> _QUOTED TEXT_
-=-=-=-=-

I read an article recently written by a woman about young people’s dating experiences. In this article, she mentioned that it’s harder now for most young men (those who aren’t alpha males) to have success with women than it was in the past.
The reason, she said, is that pre-marital sex is now acceptable whereas in the past it wasn’t. In the past, a moderately eligible girl would be very unlikely to be able to get a VERY eligible guy to commit to her, and therefore if she wanted sex, she would have to settle for a guy on her own level.
Now, a moderately attractive girl CAN have sex with a very attractive guy, even if only for one night. With society no longer demanding commitment, a moderately attractive girl (or maybe even an unattractive girl) can spend her youth circulating from one very attractive guy to the next. And that is allegedly why it’s harder for most young men to have success with girls than ever before.
Do you agree?
Most Helpful Girl
People overestimate how many very attractive guys have sex frequently with girls who aren't attractive. They have attractive girls who want to have sex with them. They don't waste time on unattractive girls. I' m not saying it NEVER happens, but that it's really exaggerated. A lot of articles play this concept up to sell something to angry, celibate young dudes.
From what I've seen, there is promiscuity among many different social groups, not just the elite men sleeping with all the chicks. Generally, it's the same promiscuous people sleeping with other promiscuous people in their social circle, which is usually people around the same range of attractiveness.

-=-=-=-=-

> _SET PROBLEM 1_
List every word in the dating discussion that is written entirely in capital letters for emphasis.
> _SET PROBLEM 2_
In the listing, rename "photograph" to "image" from the line containing "of the thumb" through the end of the listing, both ends included. Return only those lines.

(Position annotation listing)
-=-=-=-=-

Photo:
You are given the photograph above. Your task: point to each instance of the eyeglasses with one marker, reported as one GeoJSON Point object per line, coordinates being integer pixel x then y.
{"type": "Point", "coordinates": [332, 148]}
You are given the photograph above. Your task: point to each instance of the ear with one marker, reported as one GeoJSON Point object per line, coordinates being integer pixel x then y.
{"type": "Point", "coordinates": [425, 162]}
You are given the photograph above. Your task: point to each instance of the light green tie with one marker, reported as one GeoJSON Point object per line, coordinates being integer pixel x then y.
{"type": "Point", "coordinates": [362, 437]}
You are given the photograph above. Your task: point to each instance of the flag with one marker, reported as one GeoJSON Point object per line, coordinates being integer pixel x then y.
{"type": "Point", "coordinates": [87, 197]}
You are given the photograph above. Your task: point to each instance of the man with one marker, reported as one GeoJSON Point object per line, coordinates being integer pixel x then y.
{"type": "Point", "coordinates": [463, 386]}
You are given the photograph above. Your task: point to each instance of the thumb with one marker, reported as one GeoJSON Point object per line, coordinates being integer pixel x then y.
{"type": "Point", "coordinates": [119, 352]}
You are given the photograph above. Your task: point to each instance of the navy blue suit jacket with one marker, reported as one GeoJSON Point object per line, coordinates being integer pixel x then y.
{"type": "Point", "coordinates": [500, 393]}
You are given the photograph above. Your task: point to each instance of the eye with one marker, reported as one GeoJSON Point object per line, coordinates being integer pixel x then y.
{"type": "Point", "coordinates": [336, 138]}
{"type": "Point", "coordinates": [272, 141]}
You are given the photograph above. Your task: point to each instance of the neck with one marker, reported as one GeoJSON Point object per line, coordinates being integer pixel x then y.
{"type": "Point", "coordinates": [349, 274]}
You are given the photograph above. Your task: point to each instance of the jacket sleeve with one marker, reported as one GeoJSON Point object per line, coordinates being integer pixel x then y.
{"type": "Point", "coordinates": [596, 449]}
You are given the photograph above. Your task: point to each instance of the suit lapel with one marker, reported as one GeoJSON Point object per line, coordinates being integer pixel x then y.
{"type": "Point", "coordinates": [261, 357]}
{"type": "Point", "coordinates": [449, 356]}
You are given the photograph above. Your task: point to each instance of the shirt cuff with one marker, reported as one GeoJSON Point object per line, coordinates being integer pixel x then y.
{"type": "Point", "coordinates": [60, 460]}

-=-=-=-=-

> _EXERCISE OUTPUT 1_
VERY
CAN
NEVER

> _EXERCISE OUTPUT 2_
You are given the image above. Your task: point to each instance of the thumb with one marker, reported as one GeoJSON Point object per line, coordinates being integer pixel x then y.
{"type": "Point", "coordinates": [119, 352]}
You are given the image above. Your task: point to each instance of the navy blue suit jacket with one marker, reported as one GeoJSON Point object per line, coordinates being integer pixel x then y.
{"type": "Point", "coordinates": [500, 393]}
You are given the image above. Your task: point to each instance of the eye with one marker, reported as one GeoJSON Point object per line, coordinates being integer pixel x then y.
{"type": "Point", "coordinates": [336, 138]}
{"type": "Point", "coordinates": [272, 141]}
You are given the image above. Your task: point to each instance of the neck with one marker, reported as one GeoJSON Point object per line, coordinates being integer pixel x then y.
{"type": "Point", "coordinates": [349, 274]}
You are given the image above. Your task: point to each instance of the jacket sleeve with one marker, reported as one GeoJSON Point object per line, coordinates being integer pixel x then y.
{"type": "Point", "coordinates": [596, 449]}
You are given the image above. Your task: point to each instance of the suit lapel with one marker, reported as one GeoJSON Point object per line, coordinates being integer pixel x then y.
{"type": "Point", "coordinates": [261, 357]}
{"type": "Point", "coordinates": [449, 356]}
You are given the image above. Your task: point to each instance of the shirt cuff with one marker, reported as one GeoJSON Point object per line, coordinates being integer pixel x then y.
{"type": "Point", "coordinates": [60, 460]}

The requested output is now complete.